**Given problem**
Could you write out the lines below again with every "Kindly point to" swapped for "Please mark", everything else left as it is and the pictures omitted?

**Material to process**
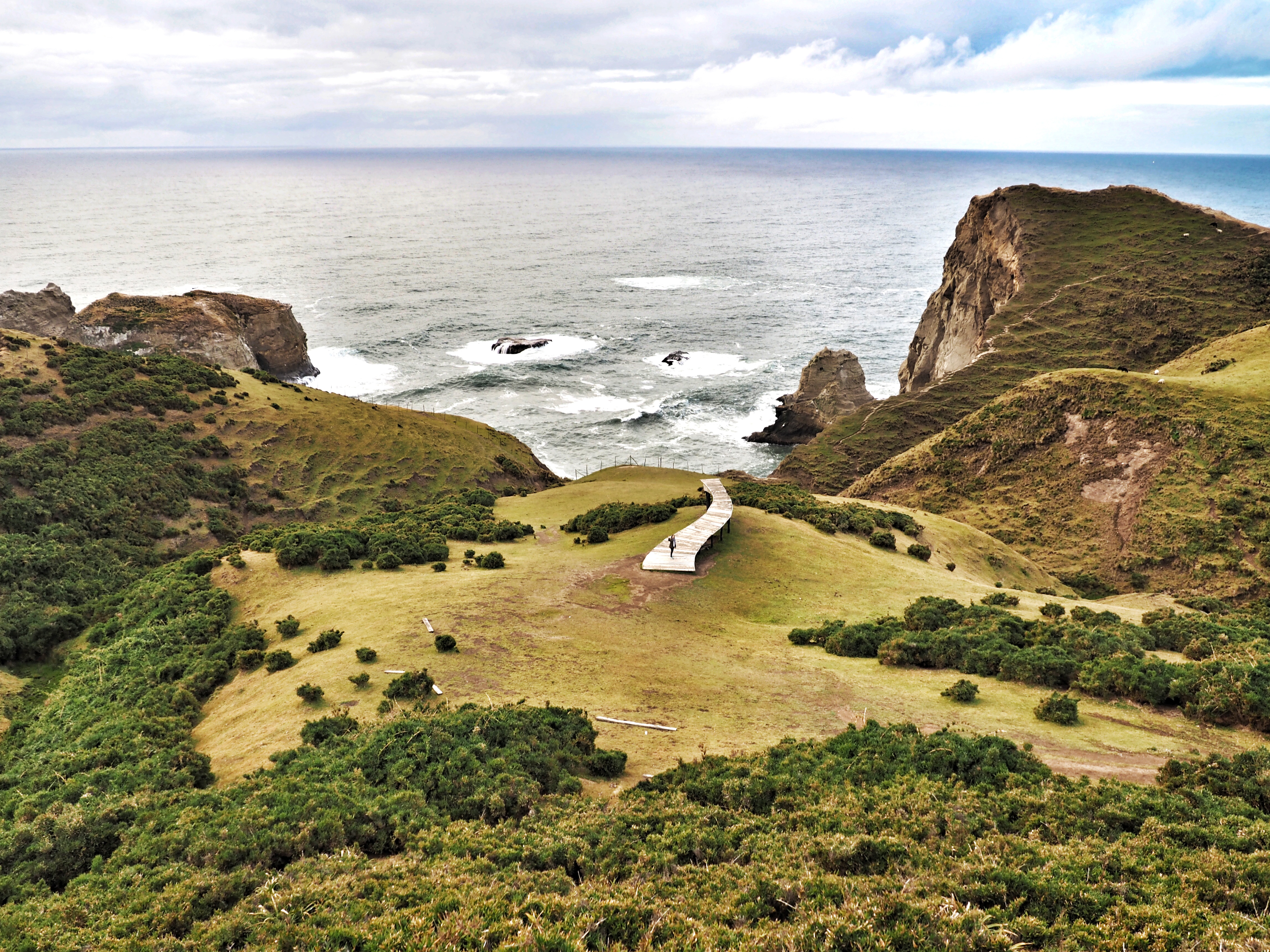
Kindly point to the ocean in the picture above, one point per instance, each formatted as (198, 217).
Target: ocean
(406, 266)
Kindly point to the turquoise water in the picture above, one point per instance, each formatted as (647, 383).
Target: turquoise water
(406, 266)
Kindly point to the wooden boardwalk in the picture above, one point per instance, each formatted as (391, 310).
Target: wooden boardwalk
(693, 539)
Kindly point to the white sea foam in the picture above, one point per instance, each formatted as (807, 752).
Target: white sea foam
(347, 372)
(703, 364)
(663, 282)
(481, 353)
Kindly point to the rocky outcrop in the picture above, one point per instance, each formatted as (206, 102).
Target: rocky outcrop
(982, 271)
(47, 313)
(832, 384)
(232, 331)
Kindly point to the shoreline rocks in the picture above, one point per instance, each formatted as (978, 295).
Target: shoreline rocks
(831, 385)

**Output for this task**
Please mark the ocean in the picture above, one point per instance, each formatted as (198, 217).
Target: ocean
(406, 266)
Please mark the turquoise water in the picture above, one point per instance, each formatted as (647, 383).
Target: turquoise water
(406, 266)
Please mark the wooden boardwalk in the picture above, one point per instance, each formatted as (391, 310).
Target: wooden boardwalk
(693, 539)
Please mark the white sea foam in the picture above, one point per instance, each formatted as (807, 752).
Target: white sea foam
(347, 372)
(703, 364)
(663, 282)
(481, 353)
Please mark the rocky outcrop in the picture above, one point per instance, each formatted as (206, 102).
Target: rocky outcrop
(982, 271)
(47, 313)
(832, 384)
(232, 331)
Please mark the shoreline rocks in the picture above, one point per instance, each formatted as (978, 295).
Target: shoreline rocks
(831, 385)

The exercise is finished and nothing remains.